Please reproduce, character for character, everything in the items below from the line containing "Locate the man's hair" down to the line containing "[337,261,433,279]", with both of those lines included and nothing else.

◇ ◇ ◇

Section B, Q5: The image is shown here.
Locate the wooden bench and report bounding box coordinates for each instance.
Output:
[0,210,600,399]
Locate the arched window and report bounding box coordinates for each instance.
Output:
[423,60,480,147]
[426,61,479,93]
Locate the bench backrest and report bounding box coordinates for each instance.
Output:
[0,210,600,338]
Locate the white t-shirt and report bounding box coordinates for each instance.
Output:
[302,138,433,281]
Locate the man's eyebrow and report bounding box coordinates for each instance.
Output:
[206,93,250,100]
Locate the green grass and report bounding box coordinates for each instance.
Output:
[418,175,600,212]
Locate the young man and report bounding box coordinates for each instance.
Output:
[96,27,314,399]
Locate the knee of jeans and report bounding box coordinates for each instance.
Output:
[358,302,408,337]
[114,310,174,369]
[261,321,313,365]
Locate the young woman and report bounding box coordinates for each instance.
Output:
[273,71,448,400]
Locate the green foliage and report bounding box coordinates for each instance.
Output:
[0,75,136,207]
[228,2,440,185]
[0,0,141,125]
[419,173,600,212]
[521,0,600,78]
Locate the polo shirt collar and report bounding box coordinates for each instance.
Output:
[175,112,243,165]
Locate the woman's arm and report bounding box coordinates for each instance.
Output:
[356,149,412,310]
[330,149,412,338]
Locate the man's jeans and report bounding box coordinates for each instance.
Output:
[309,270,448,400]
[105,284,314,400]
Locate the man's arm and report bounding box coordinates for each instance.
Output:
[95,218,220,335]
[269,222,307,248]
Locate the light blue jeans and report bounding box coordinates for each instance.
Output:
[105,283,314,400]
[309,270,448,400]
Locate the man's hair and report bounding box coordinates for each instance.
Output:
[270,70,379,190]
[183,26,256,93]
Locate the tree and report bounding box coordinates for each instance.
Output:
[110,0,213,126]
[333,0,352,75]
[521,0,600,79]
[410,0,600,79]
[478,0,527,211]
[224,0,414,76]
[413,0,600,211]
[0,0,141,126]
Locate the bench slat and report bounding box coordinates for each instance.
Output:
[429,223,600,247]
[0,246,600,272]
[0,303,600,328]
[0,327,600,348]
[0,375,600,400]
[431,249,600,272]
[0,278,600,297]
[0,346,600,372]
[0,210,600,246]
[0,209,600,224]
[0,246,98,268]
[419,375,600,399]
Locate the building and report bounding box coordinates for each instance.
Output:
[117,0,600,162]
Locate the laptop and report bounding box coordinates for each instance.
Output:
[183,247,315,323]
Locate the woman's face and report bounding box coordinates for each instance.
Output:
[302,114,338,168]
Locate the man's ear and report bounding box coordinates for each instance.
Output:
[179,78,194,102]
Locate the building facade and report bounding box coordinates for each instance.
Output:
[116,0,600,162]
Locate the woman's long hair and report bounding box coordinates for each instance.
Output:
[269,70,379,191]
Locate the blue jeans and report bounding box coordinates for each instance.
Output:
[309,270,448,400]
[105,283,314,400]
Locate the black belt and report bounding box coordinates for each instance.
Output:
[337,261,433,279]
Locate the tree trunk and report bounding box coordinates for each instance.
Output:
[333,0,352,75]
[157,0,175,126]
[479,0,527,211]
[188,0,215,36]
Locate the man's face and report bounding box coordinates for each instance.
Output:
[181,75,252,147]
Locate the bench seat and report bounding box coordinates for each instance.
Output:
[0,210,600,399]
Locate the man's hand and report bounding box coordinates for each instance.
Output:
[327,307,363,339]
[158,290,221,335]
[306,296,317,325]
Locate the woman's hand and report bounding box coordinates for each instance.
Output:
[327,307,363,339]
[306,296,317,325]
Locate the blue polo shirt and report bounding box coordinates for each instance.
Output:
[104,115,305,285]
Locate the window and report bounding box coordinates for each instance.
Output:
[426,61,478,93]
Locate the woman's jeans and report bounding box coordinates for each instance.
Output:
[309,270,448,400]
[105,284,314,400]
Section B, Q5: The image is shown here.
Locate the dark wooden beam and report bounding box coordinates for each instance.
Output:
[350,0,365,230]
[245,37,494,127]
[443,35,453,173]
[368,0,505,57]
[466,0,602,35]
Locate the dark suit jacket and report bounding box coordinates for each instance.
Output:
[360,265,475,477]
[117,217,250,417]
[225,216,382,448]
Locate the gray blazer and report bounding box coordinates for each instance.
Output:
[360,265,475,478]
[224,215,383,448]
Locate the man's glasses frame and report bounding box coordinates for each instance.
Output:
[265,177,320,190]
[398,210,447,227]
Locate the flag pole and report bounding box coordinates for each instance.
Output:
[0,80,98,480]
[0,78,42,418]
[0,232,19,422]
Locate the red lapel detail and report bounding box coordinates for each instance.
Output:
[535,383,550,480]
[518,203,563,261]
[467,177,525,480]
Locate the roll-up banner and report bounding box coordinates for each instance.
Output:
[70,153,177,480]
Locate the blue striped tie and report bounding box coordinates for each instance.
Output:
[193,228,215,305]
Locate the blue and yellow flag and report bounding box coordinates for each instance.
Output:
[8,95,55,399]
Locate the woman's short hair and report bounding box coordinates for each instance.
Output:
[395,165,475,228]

◇ ◇ ◇

# [Task result]
Locate the man's hair and report bounding box coordinates for each instance.
Output:
[270,70,379,190]
[183,26,256,93]
Locate the tree and report bounding box coordinates for each instance.
Output:
[110,0,213,126]
[333,0,352,75]
[521,0,600,79]
[410,0,600,79]
[478,0,527,211]
[224,0,414,76]
[413,0,600,211]
[0,0,141,126]
Locate the bench slat and report bounding box coordinates for each instance.
Output:
[429,223,600,247]
[0,246,600,272]
[0,303,600,328]
[0,327,600,348]
[0,375,600,400]
[431,249,600,272]
[0,278,600,297]
[0,346,600,372]
[0,210,600,246]
[0,209,600,224]
[0,246,98,268]
[419,375,600,399]
Locate the building and report bounding box coordinates for each instance.
Output:
[117,0,600,162]
Locate the laptop and report bounding box coordinates for each instance.
Output:
[183,247,315,323]
Locate the woman's face and report bounding box coordinates for each instance.
Output:
[302,114,338,168]
Locate the man's ear and report bounding box coordinates for each instance.
Output:
[179,78,194,102]
Locate the building facade and report bounding box coordinates for each instance.
Output:
[116,0,600,162]
Locate the woman's long hair and report bounding box coordinates for each instance.
Output:
[269,70,379,191]
Locate the blue jeans and report bounding box coordinates for each instance.
Output:
[309,270,448,400]
[105,283,314,400]
Locate the black belt and report bounding box coordinates for each instance.
Output:
[337,261,433,279]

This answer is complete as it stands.